Work required — Copy the lines from the start of the items below through the line holding "[[410, 449, 441, 512]]", inclusive, and raise every box coordinate in them by 115. Keep all other text the same.

Given data —
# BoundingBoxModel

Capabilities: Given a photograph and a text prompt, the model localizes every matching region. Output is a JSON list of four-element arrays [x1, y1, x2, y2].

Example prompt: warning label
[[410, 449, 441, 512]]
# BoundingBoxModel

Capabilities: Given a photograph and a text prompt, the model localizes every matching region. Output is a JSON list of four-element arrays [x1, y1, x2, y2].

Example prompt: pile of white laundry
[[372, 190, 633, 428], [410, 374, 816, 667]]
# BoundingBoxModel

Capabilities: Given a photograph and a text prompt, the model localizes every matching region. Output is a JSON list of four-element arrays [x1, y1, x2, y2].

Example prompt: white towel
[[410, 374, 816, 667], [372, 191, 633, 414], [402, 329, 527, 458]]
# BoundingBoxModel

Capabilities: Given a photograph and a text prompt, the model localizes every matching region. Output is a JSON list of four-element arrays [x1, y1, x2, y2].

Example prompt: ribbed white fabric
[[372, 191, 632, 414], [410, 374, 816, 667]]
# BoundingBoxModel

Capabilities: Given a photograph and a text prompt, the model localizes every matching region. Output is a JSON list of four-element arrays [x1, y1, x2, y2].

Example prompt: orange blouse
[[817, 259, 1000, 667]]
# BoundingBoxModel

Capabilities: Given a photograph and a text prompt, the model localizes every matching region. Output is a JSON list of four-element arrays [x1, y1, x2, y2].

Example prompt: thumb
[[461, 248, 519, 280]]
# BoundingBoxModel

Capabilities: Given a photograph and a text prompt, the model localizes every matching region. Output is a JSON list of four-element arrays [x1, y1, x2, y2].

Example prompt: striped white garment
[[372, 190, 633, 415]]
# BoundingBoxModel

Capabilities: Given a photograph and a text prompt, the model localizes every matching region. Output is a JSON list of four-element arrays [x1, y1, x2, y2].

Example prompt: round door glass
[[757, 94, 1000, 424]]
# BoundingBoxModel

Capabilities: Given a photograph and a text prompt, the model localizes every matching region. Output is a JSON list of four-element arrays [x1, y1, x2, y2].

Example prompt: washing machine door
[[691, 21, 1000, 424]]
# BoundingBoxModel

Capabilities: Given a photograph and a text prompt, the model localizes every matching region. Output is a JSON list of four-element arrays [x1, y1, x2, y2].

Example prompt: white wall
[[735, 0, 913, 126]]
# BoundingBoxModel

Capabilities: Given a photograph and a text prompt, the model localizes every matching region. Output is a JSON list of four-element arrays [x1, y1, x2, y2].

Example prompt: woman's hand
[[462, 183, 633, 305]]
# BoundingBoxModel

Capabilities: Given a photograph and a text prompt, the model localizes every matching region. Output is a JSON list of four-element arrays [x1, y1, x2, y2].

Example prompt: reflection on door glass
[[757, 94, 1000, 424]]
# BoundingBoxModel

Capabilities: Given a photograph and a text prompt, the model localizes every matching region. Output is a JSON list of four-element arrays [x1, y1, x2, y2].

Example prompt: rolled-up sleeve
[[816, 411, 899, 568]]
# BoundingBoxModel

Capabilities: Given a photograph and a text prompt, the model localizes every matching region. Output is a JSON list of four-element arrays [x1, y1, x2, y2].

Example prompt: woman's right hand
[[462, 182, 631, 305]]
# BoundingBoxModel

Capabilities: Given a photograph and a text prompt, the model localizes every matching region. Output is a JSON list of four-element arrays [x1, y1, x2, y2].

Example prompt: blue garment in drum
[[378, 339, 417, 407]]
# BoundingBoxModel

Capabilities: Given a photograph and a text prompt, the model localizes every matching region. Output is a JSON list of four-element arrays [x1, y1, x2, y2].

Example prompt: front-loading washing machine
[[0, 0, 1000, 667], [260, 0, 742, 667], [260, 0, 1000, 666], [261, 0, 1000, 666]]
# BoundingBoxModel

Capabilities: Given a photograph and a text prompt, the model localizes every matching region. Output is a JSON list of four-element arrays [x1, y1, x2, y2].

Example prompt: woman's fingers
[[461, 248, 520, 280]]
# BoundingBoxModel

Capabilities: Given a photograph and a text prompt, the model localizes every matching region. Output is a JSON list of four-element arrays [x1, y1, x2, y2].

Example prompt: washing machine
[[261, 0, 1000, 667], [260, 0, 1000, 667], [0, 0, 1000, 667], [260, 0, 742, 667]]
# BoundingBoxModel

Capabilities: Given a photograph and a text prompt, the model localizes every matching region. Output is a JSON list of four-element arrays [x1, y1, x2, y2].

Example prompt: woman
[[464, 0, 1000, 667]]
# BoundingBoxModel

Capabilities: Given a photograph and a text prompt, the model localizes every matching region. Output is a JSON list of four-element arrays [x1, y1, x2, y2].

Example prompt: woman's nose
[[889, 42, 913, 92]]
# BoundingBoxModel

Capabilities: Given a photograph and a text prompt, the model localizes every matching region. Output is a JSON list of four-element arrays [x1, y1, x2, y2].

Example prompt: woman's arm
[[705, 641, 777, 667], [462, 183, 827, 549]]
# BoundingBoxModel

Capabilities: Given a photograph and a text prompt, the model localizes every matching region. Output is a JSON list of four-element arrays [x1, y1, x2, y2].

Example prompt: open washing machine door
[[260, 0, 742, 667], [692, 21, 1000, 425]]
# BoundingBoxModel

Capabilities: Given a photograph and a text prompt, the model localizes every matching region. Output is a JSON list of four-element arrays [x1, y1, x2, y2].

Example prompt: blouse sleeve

Solution —
# BoundingBoxModel

Capabilities: Given a photograph and a text prompt, the model localizes every matching region. Output is a JSON list of four-element arrays [x1, y1, x2, y2].

Example prompt: warning label
[[525, 564, 556, 627]]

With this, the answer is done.